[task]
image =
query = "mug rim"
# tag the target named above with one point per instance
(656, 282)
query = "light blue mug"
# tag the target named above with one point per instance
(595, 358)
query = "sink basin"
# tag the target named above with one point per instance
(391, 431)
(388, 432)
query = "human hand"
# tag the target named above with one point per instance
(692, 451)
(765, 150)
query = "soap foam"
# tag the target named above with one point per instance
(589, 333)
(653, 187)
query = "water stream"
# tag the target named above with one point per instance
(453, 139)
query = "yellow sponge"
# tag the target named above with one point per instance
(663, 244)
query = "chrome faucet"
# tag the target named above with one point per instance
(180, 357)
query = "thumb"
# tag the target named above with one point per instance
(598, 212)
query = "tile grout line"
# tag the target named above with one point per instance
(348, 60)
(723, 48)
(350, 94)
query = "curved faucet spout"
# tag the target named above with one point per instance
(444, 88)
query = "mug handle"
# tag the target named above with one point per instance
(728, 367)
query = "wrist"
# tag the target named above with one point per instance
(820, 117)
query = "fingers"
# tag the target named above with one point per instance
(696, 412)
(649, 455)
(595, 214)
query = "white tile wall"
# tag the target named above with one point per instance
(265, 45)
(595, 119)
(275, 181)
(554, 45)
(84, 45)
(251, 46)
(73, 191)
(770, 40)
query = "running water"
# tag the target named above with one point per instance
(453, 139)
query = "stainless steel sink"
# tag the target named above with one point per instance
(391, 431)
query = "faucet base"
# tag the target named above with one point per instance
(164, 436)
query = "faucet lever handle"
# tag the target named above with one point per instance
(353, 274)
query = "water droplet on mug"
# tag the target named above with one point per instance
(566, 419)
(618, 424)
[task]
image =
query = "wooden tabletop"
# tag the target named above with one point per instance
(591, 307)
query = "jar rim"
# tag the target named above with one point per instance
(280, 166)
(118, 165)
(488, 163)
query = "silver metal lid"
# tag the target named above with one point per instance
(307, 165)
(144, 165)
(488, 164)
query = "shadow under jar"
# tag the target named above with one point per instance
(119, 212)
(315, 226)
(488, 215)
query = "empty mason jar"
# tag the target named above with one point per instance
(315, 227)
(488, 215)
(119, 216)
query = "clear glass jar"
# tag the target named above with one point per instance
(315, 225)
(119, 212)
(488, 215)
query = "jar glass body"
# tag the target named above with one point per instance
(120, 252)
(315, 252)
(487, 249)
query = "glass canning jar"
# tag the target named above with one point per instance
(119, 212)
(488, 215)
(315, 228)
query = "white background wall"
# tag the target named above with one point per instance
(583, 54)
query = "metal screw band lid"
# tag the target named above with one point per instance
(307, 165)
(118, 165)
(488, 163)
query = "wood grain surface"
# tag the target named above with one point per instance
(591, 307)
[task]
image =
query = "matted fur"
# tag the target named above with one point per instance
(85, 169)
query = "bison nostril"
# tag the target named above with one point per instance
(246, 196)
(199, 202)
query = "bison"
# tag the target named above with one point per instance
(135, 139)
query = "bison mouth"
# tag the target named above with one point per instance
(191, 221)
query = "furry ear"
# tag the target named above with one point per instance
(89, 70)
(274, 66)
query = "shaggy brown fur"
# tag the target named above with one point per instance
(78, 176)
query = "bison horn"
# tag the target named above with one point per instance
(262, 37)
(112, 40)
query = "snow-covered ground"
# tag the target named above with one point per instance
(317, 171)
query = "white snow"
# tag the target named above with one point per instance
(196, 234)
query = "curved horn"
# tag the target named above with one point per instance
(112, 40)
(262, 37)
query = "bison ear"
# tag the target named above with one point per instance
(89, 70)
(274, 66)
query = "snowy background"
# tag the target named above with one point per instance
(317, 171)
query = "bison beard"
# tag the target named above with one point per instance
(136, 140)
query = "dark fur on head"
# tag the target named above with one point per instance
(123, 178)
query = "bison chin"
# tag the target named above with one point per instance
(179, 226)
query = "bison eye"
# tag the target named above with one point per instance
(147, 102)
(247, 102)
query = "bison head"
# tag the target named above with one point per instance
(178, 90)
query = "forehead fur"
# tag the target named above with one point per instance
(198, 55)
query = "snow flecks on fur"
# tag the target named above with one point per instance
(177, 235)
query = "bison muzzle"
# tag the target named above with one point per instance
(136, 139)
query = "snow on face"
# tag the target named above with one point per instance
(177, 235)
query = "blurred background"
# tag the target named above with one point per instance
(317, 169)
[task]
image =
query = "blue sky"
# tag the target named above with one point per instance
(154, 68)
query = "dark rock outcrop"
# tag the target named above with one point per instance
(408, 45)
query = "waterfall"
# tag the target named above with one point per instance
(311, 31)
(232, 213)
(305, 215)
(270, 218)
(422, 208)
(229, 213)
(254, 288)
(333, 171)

===

YOUR GOAL:
Write out the entries above word for word.

WORKED ANSWER:
[task]
image =
query = "mug rim"
# tag the target named above with one point per instance
(656, 282)
query = "light blue mug"
# tag the target named above with one point per instance
(595, 358)
query = "sink basin"
# tag the target named above with one point per instance
(391, 431)
(388, 432)
query = "human hand"
# tag the target named above with one point per instance
(692, 451)
(765, 150)
query = "soap foam"
# tag the target named above with one point per instance
(589, 333)
(653, 187)
query = "water stream"
# tag the target named above with one point per instance
(453, 139)
query = "yellow sponge"
# tag the target named above with one point per instance
(663, 244)
query = "chrome faucet"
# tag the target named above with one point per instance
(180, 357)
query = "thumb"
# tag the target named above with one point per instance
(598, 212)
query = "tile grout line"
# tag the target named above with one point per instance
(348, 60)
(723, 48)
(350, 94)
query = "curved faucet spout"
# tag the target named above with one point per instance
(444, 88)
query = "mug handle"
# tag the target named above with one point per instance
(728, 367)
query = "wrist"
# tag the target named above with one point per instance
(820, 117)
query = "fingers"
# tag the target named above with one point per instance
(696, 412)
(649, 455)
(595, 214)
query = "white tile wall"
# tag the target named above with one point per instance
(265, 45)
(595, 119)
(275, 181)
(554, 45)
(84, 45)
(251, 46)
(73, 191)
(770, 40)
query = "running water"
# tag the target named above with one point per instance
(453, 139)
query = "stainless steel sink"
# tag the target named above with one point per instance
(391, 431)
query = "faucet base"
# tag the target named above with one point per instance
(164, 436)
query = "faucet lever handle"
# tag the target named above with one point per instance
(353, 274)
query = "water droplet on mug"
# tag the target named above with one point per instance
(566, 419)
(618, 424)
[task]
image =
query = "wooden tabletop"
# tag the target named above with one point per instance
(591, 307)
query = "jar rim"
# tag the target named above with one point per instance
(280, 166)
(118, 165)
(488, 163)
query = "silver metal lid"
# tag the target named above with one point per instance
(307, 165)
(144, 165)
(488, 164)
query = "shadow under jar"
# tag the target named above with one point per instance
(119, 212)
(315, 226)
(488, 215)
query = "empty mason jar"
# tag the target named above with one point per instance
(315, 227)
(488, 215)
(119, 216)
query = "clear glass jar"
# tag the target named above with one point per instance
(315, 225)
(119, 212)
(488, 215)
query = "jar glass body"
# tag the target named above with one point per instance
(120, 252)
(315, 252)
(487, 249)
query = "glass canning jar"
# tag the target named above with one point per instance
(119, 212)
(488, 215)
(315, 228)
query = "white background wall"
# tag the target named above with one point per instance
(583, 54)
query = "metal screw band lid"
# tag the target named above with one point per instance
(307, 165)
(118, 165)
(488, 163)
query = "wood grain surface"
# tag the target named above with one point per instance
(591, 307)
[task]
image =
query = "matted fur"
# tag the target named above with one point per instance
(85, 169)
query = "bison nostril"
# tag the target named above with one point per instance
(246, 196)
(199, 202)
query = "bison"
# tag the target named above with one point per instance
(135, 139)
query = "bison mouth"
# tag the target named above with one point per instance
(191, 221)
query = "furry ear"
# tag the target named above with one point per instance
(89, 70)
(274, 66)
query = "shaggy brown fur"
# tag the target named above with one point per instance
(78, 176)
query = "bison horn"
# tag the target named above with one point per instance
(262, 37)
(112, 40)
query = "snow-covered ground"
# tag the target named above with one point per instance
(317, 171)
query = "white snow"
# tag the target named above with one point per instance
(196, 234)
query = "curved horn"
# tag the target named above with one point per instance
(112, 40)
(262, 37)
query = "bison ear"
# tag the target named above with one point per instance
(89, 70)
(274, 66)
query = "snowy background"
# tag the target named above with one point per instance
(317, 171)
query = "bison beard"
# tag the target named above with one point per instance
(136, 140)
query = "dark fur on head"
# tag the target named above with one point per instance
(123, 178)
query = "bison chin"
# tag the target named above with one point per instance
(179, 226)
query = "bison eye"
# tag the target named above with one point per instance
(147, 102)
(247, 102)
query = "bison head"
# tag the target named above with one point per instance
(178, 90)
query = "forehead fur"
# tag the target named above with one point per instance
(198, 55)
query = "snow flecks on fur"
# tag the target named above with one point per instance
(177, 235)
query = "bison muzzle"
# tag the target named above with one point per instance
(136, 139)
query = "snow on face"
# tag the target named above with one point per instance
(177, 235)
query = "blurred background"
# tag the target named above with one point per instance
(317, 169)
[task]
image =
query = "blue sky"
# tag the target named above with one point per instance
(154, 68)
query = "dark rock outcrop"
# tag the target named above with one point per instance
(408, 45)
query = "waterfall"
# tag the target named above with one point per instance
(311, 31)
(232, 213)
(305, 215)
(270, 218)
(422, 208)
(229, 213)
(254, 288)
(333, 171)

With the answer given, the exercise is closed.